----- Input records -----
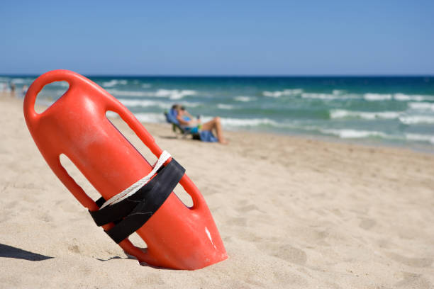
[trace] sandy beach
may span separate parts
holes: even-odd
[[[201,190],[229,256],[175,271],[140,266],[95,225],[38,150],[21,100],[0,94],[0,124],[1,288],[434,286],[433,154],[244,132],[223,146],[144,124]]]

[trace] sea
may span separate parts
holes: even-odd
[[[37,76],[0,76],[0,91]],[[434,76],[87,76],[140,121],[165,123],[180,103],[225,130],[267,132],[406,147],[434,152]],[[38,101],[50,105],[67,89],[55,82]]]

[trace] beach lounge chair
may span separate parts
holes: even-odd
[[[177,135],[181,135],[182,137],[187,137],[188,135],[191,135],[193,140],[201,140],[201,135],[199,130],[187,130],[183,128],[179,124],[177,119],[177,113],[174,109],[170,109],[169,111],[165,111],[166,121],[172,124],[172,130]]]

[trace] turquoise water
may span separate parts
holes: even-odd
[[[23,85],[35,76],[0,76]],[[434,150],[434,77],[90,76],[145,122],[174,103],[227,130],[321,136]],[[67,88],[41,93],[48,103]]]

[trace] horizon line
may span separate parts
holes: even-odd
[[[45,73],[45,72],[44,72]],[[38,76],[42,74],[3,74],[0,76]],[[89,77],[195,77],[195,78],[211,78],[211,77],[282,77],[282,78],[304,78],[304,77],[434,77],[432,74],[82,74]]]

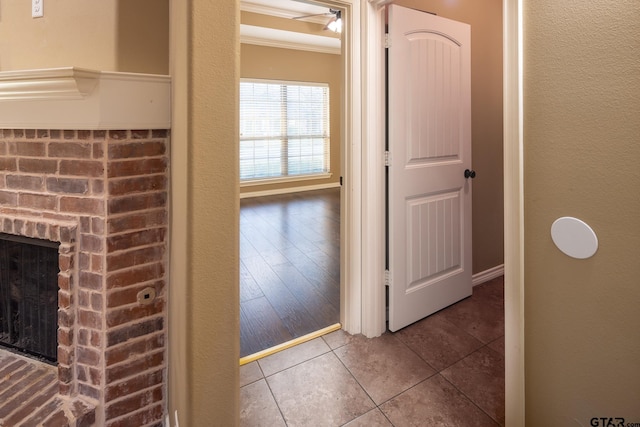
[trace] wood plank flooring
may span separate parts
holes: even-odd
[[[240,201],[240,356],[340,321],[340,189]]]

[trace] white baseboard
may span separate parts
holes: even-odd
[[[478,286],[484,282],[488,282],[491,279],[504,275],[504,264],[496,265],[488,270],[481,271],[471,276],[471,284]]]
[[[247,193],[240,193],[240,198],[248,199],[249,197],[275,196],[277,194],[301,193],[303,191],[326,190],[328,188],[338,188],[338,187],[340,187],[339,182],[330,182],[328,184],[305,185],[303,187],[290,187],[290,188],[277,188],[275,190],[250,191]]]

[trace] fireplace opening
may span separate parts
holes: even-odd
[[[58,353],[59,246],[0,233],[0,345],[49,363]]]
-----
■ Written task:
Can you reproduce all of the material above line for line, leaving out the pictures?

■ Answer below:
[trace] sandy beach
may span separate parts
holes: even-odd
[[[201,190],[229,256],[175,271],[140,266],[95,225],[38,150],[21,100],[0,94],[0,124],[1,288],[434,286],[433,154],[244,132],[223,146],[144,124]]]

[trace] sea
may span separate parts
holes: even-odd
[[[37,76],[0,76],[0,91]],[[434,76],[87,76],[140,121],[165,123],[180,103],[225,130],[267,132],[406,147],[434,152]],[[38,101],[50,105],[67,89],[55,82]]]

[trace] beach lounge chair
may span separate parts
holes: even-odd
[[[177,135],[181,135],[182,137],[187,137],[188,135],[191,135],[193,140],[201,140],[201,135],[199,130],[187,130],[183,128],[179,124],[177,119],[177,113],[174,109],[170,109],[169,111],[165,111],[166,121],[172,124],[172,130]]]

[trace] turquoise water
may span separate parts
holes: even-odd
[[[23,85],[35,76],[0,76]],[[434,150],[434,77],[90,76],[145,122],[174,103],[227,130],[321,136]],[[67,88],[41,93],[48,103]]]

[trace] horizon line
may span separate parts
holes: even-odd
[[[45,73],[45,72],[44,72]],[[38,76],[42,74],[3,74],[0,76]],[[89,77],[195,77],[195,78],[211,78],[211,77],[282,77],[282,78],[304,78],[304,77],[434,77],[432,74],[82,74]]]

[trace] wood plank flooring
may span separate parts
holes: even-odd
[[[240,201],[240,356],[340,321],[340,189]]]

[trace] white baseboard
may span separate parts
holes: even-odd
[[[478,286],[484,282],[488,282],[491,279],[504,275],[504,264],[496,265],[488,270],[481,271],[471,276],[471,284]]]
[[[247,193],[240,193],[240,198],[248,199],[249,197],[275,196],[277,194],[301,193],[303,191],[326,190],[328,188],[338,188],[338,187],[340,187],[339,182],[330,182],[328,184],[305,185],[303,187],[290,187],[290,188],[277,188],[275,190],[250,191]]]

[trace] fireplace opening
may span separate parts
holes: even-odd
[[[58,353],[59,246],[0,233],[0,345],[49,363]]]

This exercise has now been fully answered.